* **Quoted text**
════════════════

Yeah. So that’s what one our one big nights outside for episode 9 was like. Just another production horror story for the PoPS archives. Still, we got most of what we came for.
Thanks for reading.
After shooting last night we have wrapped the largest location in the episode and have shot very close to half the episode. 42 pages down. That’s a lot of road. Let’s do some shoot day recaps.
Sunday, November 30, 5pm-12am. This was a day for making up a lot of little scenes that we had to grab in each room of our apartment. I’ve been designing a lot of shots to hold as many characters in a frame as possible this episode. Really driving home the groups of people that exist in the show, that they’re connected, and how they relate to each other. It’s been a fun exercise in seeing our apartment in a lot of different ways as well. It’s a pretty small space, and I’ve been trying like all-get-out to vary the ways we see it. We paused for a Chinese food dinner around 7:15 and then kept plugging away. We wrapped most of the cast around 11 and then kept shooting for an hour to pick up some inserts that I’ve been pushing back for time since shoot day 3. Then a couple of us sat around talking about relationships and past roommates. It was a great chill way to wrap up a long day.

════════════════

* **Problems and tasks**
(A) Rewrite the production diary from "After shooting last" up to and including "shoot day recaps.", swapping "largest location" for "biggest location".
(B) Output the records, from the start up to and including the line with "<point>199,375</point>", as a two-column CSV with the headers request and answer. Give one row per request with its text and its answer, each in a single quoted field with line breaks turned into spaces, and leave the pictures out.

* **Records for the task**
════════════════

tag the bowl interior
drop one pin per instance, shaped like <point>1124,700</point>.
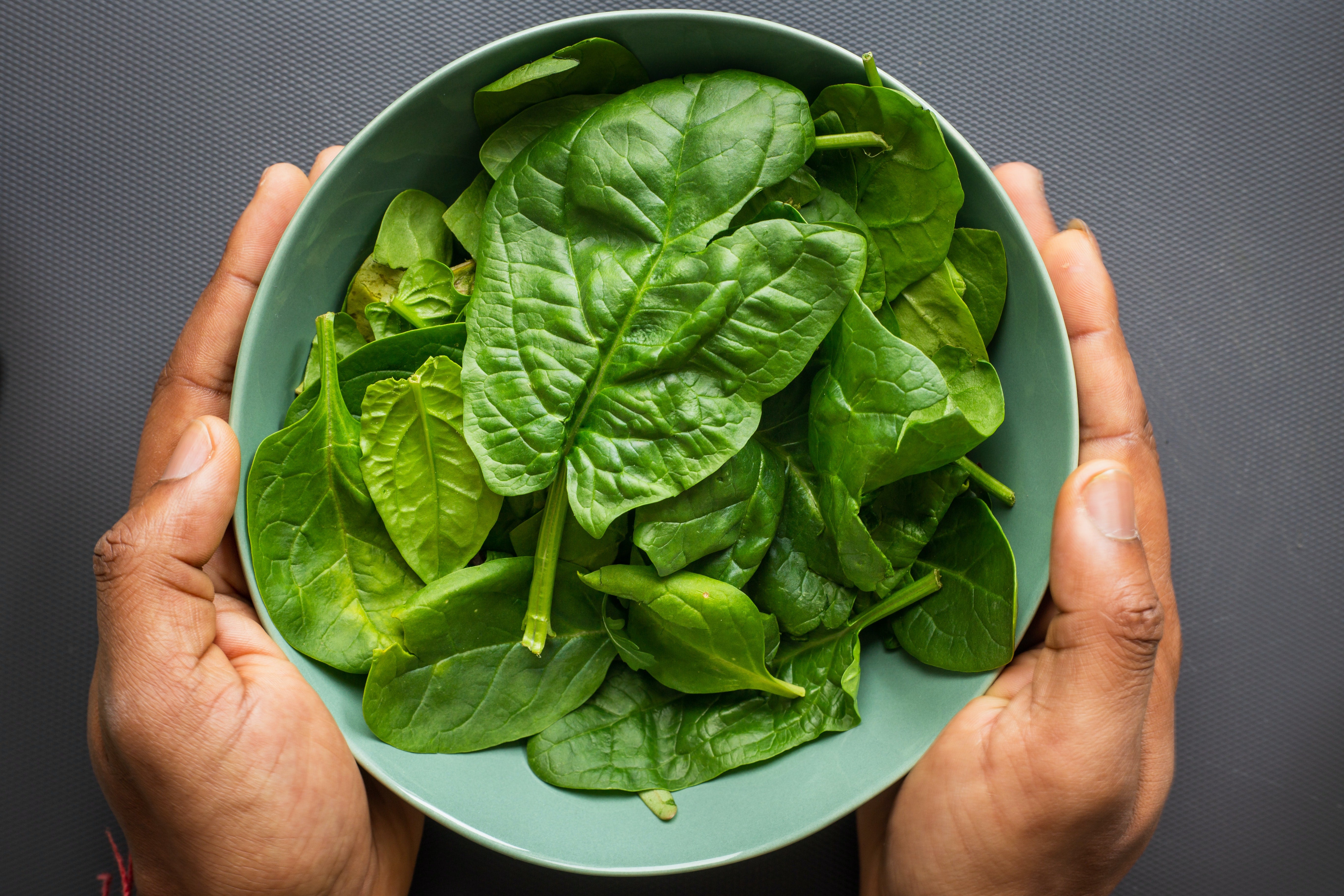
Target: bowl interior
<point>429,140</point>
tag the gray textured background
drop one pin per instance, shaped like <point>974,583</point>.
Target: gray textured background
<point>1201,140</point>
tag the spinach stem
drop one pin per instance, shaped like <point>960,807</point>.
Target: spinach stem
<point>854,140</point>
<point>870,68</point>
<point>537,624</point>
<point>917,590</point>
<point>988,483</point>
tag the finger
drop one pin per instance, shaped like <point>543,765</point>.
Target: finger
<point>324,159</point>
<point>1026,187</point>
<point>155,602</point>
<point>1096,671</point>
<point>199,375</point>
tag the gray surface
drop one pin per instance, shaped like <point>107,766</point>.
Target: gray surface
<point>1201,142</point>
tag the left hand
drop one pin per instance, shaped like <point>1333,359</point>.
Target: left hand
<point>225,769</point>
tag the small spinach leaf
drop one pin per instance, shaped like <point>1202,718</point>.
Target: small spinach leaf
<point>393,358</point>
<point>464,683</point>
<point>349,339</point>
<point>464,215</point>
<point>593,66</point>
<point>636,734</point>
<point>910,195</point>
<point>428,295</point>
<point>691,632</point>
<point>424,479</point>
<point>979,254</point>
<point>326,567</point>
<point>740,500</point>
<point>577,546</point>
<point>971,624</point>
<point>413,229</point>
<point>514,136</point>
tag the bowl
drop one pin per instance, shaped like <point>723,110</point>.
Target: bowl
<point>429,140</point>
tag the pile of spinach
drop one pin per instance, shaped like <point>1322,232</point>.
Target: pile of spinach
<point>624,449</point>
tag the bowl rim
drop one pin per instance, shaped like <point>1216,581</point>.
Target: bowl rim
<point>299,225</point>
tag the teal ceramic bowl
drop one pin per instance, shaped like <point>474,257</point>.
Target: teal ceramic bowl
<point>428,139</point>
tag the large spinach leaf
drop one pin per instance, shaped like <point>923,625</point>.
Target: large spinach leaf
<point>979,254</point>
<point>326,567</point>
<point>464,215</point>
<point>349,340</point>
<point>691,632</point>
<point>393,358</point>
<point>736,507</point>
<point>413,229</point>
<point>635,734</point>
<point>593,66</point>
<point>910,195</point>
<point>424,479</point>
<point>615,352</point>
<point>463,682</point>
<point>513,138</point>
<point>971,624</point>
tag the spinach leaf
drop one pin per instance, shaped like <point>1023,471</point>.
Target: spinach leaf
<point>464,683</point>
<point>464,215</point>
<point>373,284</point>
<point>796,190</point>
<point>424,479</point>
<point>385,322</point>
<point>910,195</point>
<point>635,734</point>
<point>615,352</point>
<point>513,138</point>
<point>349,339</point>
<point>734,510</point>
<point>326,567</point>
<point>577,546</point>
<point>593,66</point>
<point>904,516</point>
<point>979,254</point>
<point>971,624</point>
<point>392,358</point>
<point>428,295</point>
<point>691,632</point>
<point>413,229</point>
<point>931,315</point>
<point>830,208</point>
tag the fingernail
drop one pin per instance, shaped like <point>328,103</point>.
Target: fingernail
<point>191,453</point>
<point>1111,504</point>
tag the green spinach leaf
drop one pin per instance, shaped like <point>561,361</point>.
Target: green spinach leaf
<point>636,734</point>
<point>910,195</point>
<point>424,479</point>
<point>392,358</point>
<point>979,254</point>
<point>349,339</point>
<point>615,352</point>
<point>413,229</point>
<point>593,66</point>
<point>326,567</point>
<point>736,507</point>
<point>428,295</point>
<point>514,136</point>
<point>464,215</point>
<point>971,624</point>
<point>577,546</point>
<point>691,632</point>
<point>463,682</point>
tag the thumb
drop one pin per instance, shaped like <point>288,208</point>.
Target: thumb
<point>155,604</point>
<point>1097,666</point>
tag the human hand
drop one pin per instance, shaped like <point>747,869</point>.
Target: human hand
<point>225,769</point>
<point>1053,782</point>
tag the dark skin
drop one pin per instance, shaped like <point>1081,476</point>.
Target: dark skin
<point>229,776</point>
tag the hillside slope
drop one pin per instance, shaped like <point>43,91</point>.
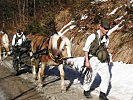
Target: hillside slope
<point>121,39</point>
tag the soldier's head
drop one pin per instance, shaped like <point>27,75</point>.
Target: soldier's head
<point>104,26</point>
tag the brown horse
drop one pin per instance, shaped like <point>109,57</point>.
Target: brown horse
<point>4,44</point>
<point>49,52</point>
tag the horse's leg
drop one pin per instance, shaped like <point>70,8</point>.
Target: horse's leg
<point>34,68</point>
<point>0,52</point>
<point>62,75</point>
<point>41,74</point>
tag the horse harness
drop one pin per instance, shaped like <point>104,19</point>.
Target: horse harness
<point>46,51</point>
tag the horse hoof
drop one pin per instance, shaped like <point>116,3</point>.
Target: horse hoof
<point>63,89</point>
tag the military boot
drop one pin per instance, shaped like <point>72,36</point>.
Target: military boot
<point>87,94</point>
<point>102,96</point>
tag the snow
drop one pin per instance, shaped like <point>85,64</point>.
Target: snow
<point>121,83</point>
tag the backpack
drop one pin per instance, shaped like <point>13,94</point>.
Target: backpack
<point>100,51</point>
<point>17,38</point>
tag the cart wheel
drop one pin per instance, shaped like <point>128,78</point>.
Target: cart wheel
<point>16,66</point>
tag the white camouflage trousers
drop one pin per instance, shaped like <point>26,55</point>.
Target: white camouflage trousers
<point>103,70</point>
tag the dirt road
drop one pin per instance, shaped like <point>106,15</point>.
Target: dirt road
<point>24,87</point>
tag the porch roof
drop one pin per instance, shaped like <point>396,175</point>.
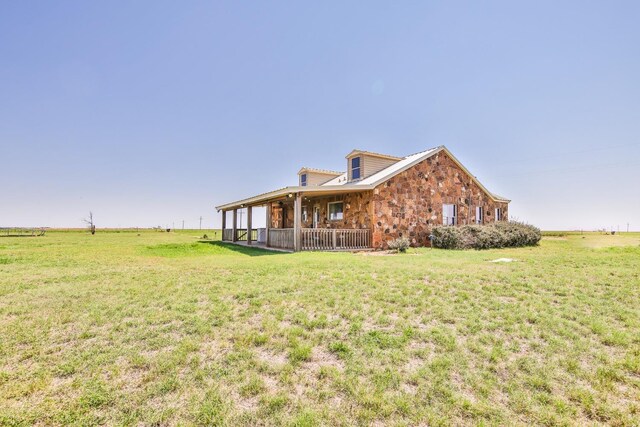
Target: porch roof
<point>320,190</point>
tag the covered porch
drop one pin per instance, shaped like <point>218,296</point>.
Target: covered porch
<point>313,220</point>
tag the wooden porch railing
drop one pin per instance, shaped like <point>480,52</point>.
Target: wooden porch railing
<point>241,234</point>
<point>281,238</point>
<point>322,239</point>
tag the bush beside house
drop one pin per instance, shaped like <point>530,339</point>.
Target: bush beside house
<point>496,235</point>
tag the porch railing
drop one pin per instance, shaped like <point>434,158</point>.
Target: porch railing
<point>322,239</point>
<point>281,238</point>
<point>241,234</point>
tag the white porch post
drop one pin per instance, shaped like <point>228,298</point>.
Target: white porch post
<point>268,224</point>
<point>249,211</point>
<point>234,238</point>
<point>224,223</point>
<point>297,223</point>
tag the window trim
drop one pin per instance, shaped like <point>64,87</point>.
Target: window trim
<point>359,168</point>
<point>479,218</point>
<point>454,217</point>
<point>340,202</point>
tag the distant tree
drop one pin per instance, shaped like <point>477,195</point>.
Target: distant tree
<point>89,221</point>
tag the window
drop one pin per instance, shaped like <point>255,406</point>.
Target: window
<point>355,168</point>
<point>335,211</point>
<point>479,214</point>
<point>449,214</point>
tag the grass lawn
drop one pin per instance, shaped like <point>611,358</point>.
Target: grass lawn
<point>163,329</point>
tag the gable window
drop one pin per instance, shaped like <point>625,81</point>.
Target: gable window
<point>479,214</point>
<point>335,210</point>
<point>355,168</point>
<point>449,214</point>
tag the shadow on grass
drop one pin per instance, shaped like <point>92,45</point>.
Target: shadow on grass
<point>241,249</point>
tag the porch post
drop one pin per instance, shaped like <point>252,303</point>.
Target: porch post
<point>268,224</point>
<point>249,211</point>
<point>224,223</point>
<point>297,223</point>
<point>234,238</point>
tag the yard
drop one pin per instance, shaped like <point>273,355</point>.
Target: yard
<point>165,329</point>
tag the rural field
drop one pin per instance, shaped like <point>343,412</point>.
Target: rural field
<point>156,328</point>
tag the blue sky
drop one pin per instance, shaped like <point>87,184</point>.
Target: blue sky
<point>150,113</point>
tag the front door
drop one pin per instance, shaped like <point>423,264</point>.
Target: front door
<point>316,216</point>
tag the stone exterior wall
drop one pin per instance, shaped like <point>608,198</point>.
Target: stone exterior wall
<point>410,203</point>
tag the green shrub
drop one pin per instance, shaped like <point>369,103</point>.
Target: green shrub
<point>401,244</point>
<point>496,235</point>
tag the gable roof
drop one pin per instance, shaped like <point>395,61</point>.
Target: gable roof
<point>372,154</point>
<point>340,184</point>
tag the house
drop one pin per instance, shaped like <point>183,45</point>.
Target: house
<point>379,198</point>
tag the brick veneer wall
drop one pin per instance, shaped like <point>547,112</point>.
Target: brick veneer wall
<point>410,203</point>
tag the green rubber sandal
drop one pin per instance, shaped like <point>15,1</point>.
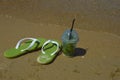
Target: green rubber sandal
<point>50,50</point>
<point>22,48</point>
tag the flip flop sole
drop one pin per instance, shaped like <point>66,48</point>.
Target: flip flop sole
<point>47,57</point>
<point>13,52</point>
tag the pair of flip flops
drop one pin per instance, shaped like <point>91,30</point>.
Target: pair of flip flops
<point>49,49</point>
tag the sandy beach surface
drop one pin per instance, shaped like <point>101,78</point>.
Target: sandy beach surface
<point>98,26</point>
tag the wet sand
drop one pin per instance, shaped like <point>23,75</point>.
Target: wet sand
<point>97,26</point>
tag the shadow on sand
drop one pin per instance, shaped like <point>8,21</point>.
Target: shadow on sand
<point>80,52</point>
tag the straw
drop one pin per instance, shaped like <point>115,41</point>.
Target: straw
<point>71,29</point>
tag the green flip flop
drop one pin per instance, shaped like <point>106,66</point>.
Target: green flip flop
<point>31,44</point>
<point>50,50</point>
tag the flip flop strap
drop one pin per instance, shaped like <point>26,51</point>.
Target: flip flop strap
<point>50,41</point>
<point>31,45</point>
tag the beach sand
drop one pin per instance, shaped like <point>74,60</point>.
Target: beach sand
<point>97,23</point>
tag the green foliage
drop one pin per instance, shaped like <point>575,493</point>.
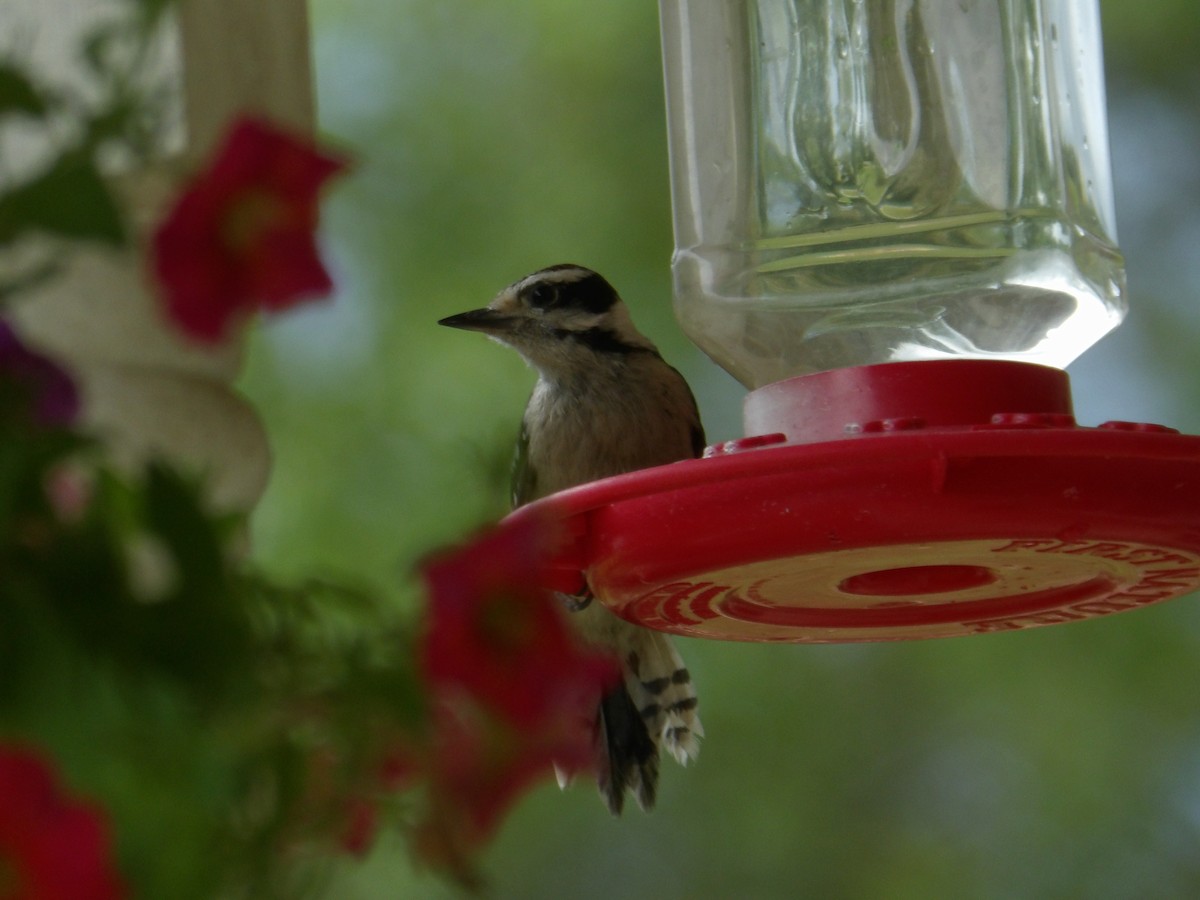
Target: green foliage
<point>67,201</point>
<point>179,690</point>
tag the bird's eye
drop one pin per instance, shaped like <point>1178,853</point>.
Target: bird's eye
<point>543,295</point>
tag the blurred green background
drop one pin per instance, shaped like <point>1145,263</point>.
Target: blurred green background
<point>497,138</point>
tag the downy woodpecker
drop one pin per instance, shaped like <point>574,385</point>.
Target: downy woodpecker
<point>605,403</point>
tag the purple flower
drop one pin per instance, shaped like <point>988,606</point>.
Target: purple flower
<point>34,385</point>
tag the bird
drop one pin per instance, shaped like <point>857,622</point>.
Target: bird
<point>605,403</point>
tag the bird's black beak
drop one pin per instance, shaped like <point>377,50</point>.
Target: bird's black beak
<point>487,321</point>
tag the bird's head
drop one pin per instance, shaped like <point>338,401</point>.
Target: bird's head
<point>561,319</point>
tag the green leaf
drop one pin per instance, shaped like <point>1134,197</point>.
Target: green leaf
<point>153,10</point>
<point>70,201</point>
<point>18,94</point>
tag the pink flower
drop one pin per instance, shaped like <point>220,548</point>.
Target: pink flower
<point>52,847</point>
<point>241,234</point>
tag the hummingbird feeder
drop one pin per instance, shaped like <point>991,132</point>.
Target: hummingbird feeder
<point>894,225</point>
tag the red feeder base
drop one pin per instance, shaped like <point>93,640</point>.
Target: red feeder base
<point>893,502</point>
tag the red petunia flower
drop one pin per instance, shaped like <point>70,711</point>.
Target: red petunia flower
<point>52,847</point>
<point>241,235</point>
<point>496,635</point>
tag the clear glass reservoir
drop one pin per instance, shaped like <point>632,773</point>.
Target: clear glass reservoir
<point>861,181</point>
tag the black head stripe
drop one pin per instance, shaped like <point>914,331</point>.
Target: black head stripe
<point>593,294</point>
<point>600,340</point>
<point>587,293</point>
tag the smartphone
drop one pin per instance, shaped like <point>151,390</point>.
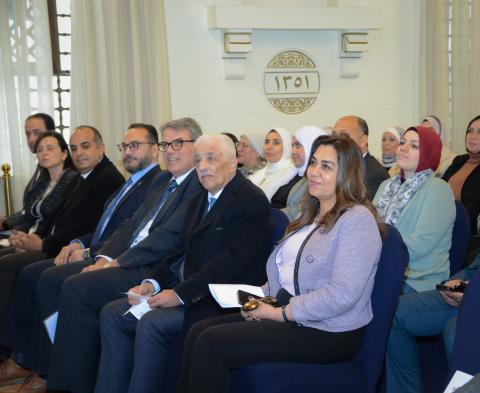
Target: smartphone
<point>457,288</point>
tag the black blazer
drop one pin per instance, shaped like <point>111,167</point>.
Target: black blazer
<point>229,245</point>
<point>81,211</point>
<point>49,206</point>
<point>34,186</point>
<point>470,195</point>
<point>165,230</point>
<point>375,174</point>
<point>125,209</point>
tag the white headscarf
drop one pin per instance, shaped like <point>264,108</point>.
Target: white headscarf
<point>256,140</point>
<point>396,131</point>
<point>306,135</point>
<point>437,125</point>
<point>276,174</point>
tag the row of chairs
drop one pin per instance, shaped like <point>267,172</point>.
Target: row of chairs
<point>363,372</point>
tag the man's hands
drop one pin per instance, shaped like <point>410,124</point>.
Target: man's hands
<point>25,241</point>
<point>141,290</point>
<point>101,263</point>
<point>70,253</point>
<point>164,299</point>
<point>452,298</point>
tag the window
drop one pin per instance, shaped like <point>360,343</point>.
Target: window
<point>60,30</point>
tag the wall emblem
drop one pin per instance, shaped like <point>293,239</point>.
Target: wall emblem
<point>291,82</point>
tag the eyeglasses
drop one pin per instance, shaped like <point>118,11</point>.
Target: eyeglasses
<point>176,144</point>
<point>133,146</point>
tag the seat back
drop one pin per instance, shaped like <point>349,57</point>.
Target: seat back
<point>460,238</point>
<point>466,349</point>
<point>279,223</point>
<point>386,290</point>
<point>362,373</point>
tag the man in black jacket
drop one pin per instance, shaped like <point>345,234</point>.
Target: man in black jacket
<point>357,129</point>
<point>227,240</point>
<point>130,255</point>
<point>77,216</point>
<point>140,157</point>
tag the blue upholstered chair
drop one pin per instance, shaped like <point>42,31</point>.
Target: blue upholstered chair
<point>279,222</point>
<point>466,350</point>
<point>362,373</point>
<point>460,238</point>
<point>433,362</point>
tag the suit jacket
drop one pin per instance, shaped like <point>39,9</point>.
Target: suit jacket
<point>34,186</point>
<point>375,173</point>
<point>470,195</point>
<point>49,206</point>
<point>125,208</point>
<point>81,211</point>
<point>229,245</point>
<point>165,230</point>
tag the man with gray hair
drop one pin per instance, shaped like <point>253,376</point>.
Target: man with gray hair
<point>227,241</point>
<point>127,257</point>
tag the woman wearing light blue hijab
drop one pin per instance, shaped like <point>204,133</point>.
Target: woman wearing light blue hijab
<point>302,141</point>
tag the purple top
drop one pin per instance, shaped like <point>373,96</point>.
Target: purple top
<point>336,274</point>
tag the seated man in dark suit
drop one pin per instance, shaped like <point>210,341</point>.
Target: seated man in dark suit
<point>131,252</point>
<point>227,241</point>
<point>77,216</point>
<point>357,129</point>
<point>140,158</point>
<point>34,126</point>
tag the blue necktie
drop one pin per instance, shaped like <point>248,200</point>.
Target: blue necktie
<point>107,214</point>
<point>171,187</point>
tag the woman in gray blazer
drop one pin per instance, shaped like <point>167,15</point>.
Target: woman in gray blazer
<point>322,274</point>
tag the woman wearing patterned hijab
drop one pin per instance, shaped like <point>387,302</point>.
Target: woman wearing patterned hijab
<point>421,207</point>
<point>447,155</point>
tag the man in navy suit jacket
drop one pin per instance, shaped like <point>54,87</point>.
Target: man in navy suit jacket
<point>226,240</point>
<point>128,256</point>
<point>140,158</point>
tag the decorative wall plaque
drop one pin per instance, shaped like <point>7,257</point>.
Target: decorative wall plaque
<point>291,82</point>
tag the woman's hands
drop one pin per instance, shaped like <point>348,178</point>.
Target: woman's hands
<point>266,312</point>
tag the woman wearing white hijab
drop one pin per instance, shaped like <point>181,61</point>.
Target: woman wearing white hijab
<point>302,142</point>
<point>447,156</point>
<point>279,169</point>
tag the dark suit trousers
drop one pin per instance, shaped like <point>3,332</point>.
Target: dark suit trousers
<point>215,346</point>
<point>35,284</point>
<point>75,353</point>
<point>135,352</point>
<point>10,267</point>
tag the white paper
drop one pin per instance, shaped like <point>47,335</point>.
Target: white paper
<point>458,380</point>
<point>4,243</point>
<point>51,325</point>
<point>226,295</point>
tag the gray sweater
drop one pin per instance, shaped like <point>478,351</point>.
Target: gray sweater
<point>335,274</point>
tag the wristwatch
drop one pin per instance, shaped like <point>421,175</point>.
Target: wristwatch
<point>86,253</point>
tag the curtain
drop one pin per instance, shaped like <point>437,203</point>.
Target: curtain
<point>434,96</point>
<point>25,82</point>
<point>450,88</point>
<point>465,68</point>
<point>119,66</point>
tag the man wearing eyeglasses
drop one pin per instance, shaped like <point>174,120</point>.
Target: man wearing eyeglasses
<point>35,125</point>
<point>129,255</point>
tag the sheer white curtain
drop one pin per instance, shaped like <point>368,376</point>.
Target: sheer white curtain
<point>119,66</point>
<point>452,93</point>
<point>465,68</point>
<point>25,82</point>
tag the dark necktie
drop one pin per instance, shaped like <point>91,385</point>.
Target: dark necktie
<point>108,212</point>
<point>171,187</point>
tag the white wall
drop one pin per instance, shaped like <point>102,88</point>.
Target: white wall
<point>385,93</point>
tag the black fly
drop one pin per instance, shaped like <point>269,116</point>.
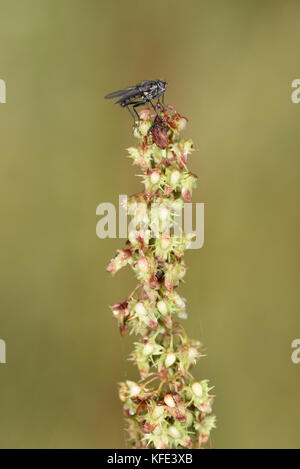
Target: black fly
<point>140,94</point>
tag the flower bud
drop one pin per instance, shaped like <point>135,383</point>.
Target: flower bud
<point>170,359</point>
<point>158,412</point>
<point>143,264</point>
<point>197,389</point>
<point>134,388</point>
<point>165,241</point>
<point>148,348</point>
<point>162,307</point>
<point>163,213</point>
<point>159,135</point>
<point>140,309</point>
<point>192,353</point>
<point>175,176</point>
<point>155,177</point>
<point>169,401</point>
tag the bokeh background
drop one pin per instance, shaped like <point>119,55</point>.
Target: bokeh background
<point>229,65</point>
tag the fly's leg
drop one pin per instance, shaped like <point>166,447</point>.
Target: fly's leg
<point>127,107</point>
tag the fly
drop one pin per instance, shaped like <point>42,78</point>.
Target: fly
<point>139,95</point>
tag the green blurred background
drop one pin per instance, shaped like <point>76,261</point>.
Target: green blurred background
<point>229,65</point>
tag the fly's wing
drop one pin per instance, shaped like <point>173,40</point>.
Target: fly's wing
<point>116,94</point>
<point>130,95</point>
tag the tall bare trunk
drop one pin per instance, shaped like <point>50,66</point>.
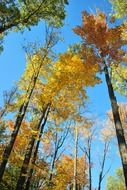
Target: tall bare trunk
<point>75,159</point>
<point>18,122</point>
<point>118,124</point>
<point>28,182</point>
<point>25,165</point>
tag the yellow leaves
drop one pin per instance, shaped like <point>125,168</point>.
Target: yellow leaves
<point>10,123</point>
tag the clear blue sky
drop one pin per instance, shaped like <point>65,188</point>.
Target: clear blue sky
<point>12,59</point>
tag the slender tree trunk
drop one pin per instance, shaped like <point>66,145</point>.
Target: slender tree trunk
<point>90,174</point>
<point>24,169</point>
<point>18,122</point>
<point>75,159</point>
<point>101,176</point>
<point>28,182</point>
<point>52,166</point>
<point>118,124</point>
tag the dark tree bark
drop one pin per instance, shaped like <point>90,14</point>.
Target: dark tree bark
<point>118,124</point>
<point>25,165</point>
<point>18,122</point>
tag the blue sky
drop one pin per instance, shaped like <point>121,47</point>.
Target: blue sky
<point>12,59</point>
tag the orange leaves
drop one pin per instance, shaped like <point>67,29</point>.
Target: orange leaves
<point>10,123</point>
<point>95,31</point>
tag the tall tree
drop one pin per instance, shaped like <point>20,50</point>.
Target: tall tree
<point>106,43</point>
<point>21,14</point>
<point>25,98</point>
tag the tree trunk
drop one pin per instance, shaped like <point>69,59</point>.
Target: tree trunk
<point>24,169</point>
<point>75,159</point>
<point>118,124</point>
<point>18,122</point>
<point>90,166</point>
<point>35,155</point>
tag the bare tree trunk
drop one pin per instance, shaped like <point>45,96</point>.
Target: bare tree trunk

════════════════

* **Answer list**
(A)
After shooting last night we have wrapped the biggest location in the episode and have shot very close to half the episode. 42 pages down. That’s a lot of road. Let’s do some shoot day recaps.

(B)
request,answer
"tag the bowl interior drop one pin per instance, shaped like <point>1124,700</point>. Target: bowl interior","<point>429,140</point>"
"tag the gray textured background drop one pin per instance, shaped like <point>974,583</point>. Target: gray textured background","<point>1201,140</point>"
"tag the spinach stem drop one pin per instance, shaped like <point>960,807</point>. Target: spinach stem","<point>854,140</point> <point>870,68</point> <point>537,624</point> <point>917,590</point> <point>988,483</point>"
"tag the finger drop one pin per instance, shaped like <point>543,765</point>. Target: finger","<point>324,159</point> <point>1026,187</point> <point>155,602</point> <point>1096,671</point> <point>199,375</point>"